== Parts of the exercise ==
1) The passage on user and system quotas names each kind of quota rate it defines. List every name it gives for these rates.
2) According to the passage on user and system quotas, which users can the aggregate limited by a system quota cover?
3) Extend the passage on user and system quotas from where it stops.

A brief discussion of user quotas and system quotas is now provided. Briefly, a user quota is a rate of a resource usage for a user that is independent of other user quotas for other users. Typically, there exists a one-to-one or one-to-many relationship between users and user quotas, such that a first user does not use up any of the quota of a second user. In some configurations, multiple users may share a user quota; however, in the mechanisms described herein, the multiple users are considered a single user. A user quota is referred to herein as “user quota rate” or simply, a “user quota.” A measurement of a rate of resource usage used to determine compliance with a user quota is referred to herein as “user quota usage and the value is a user quota usage value or datum.
A system quota is a rate of a resource usage that limits the aggregate resource usage of a plurality of users, where the aggregate may be all users or any specified subset containing a plurality of users. Thus, resource usage by one or more users may limit the resource availability of other users. A system quota is referred to herein as “system quota rate” or simply, a “system quota.” A measurement of a rate of resource usage by a user used to determine compliance with a system quota is referred to herein as “system quota usage and the value is a system quota usage value or datum. A measurement of the aggregate rate of resource usage by multiple users used to determine compliance with a system quota is referred to herein as “aggregate system quota usage,” and the value is an aggregate system quota usage value or datum.

== Information provided ==
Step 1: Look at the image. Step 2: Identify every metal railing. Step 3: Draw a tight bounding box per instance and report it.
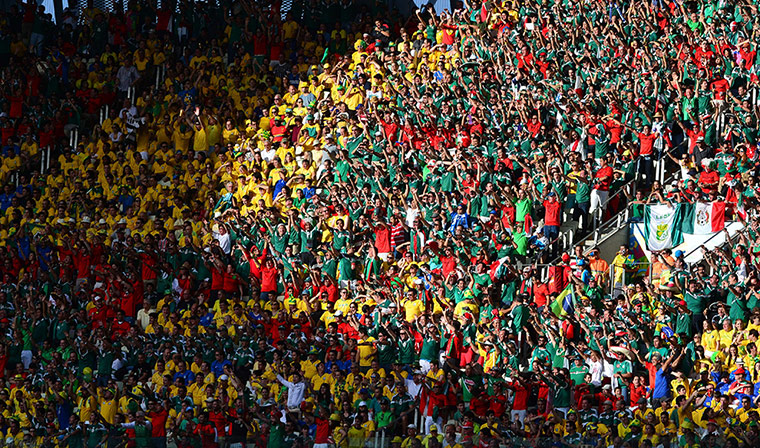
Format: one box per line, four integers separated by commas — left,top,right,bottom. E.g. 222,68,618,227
608,261,652,298
156,64,166,90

== Answers per task ==
1)
- "user quota rate"
- "user quota"
- "system quota rate"
- "system quota"

2) The aggregate can cover all users or any specified subset that contains a plurality of users.

3)
The system resource restricted by a user quota or a system quota may be any system resource. In a particular configuration, a system quota and a user quota may relate to the same or different system resources. Multiple user quotas or system quotas may relate to the same resource over different time intervals. In one implementation, a system quota may specify an aggregate number of requests per specified time interval.
The actions of block 508 may include a number of tasks, including retrieving the user quota specifications, maintaining a user quota usage rate of the current user, updating the user quota usage rate based on the current request, and performing calculations to determine whether the request complies with the quota, based on the usage rate. These tasks are discussed in further detail herein. Briefly stated, in one implementation, a result of these actions may be an affirmative or negative determination of compliance.
Processing may flow to decision block 510, where a process flow is decided based on the determination of compliance. If the request is found to be non-compliant, the process may flow to block 512. At block 512, the process may perform actions to revert the usage data to its state prior to performing the quota evaluation. Updating the usage data prior to, or in conjunction with, performing an evaluation assists in processing multiple requests from the same user concurrently. Therefore, this data may be restored upon a finding of non-compliance.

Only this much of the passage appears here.